§ **Provided text**

——————

A Blueprint for the GOP

When the 2008 election was called for Obama, I remember thinking: maybe this will teach my party some very important lessons. You can’t nominate people, like Sarah Palin, who scare away swing voters. You can’t actively alienate every growing bloc of the American electorate—Blacks, Latinos, the youth—and you can’t depend solely on the single shrinking bloc of the electorate—Whites. And yet, four years later, I am again forced to reflect on a party that nominated the worst kind of people, like Richard Mourdock, and tried to win an election by appealing only to White people. The 2008 election, it seems, taught Republicans precious little.

At no time was this more obvious than last Tuesday. During the weeks before the election, conservatives I spoke to were confident—even hubristic—that Mitt Romney would win. But even before Tuesday, I thought that confidence was misplaced. The New York Times’s resident prognosticator, Nate Silver, had the odds of an Obama victory somewhere between 85 and 90 percent. Every non-partisan poll had the president winning the states he needed to secure a comfortable victory. Yet conservatives remained confident. The worst of the ideological conservatives criticized Nate Silver as a political plant of the “liberal media.” Even the best, from George Will to Michael Barone had constructed complex arguments for why the public polling was undercounting Romney’s strength. Whether you were an average Joe who listened to Rush on the way home from work, or an Ivy League reader of the National Review, if you were a conservative, you were likely to believe that Romney would win.

And then reality intervened. Nate Silver, that political hack from the Times, correctly predicted that Obama would win 332 electoral votes. Dick Morris, a conservative pundit on Fox News, was left apologizing for the Romney landslide that didn’t materialize. Conservatives lost, they lost big, and now it falls to the party’s leaders to explain why.

——————

§ **Information given**
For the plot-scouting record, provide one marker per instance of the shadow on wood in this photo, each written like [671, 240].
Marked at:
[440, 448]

——————

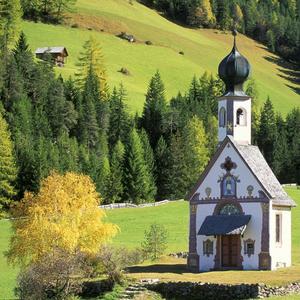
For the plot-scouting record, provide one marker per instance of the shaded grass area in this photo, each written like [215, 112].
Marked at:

——————

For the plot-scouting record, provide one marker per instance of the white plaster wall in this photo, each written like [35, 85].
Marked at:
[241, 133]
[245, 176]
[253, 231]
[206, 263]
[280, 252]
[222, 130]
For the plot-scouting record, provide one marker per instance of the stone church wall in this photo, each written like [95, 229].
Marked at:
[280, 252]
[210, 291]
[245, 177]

——————

§ **Exercise task**
Continue the text about the Republican Party's loss in the 2012 election, starting after its final sentence.

§ **Task output**
Many movement conservatives are already trying to deny the undeniable. Dave Wiegel, in an awful blog post on National Review, blamed the election results on an electorate that has become dependent on government and the Democratic politicians who make such dependency possible. The problem with this logic is that the people who depend most on government—retirees—are the Republican Party’s base—to the degree that the party even has a base. Wiegel similarly blamed public sector union beneficiaries, despite the fact that federal government workers in the DC suburbs broke decisively for Romney. Others blamed the party’s frontrunner and the “establishment wing” of the party that nominated him—essentially arguing that Romney was insufficiently ideological. The problem is that Romney did better than virtually every Republican Senate candidate in every competitive state. One glaring exception was Wisconsin senate candidate Tommy Thompson—an “establishment” Republican if there ever was one—who lost by a slightly narrower margin than Mitt Romney. Others pretend that the Democratic win wasn’t that impressive. After all, we are in the same place we were before the 2008 election: a split Congress with a Democratic president. But this ignores the inherent weakness of an incumbent party in a tough economic climate, and the fact that Democrats were able to overcome all of these problems to gain seats in both houses of Congress and re-elect the president. In short, the Republicans lost big, and they can’t blame Mitt Romney or the American electorate for their problems.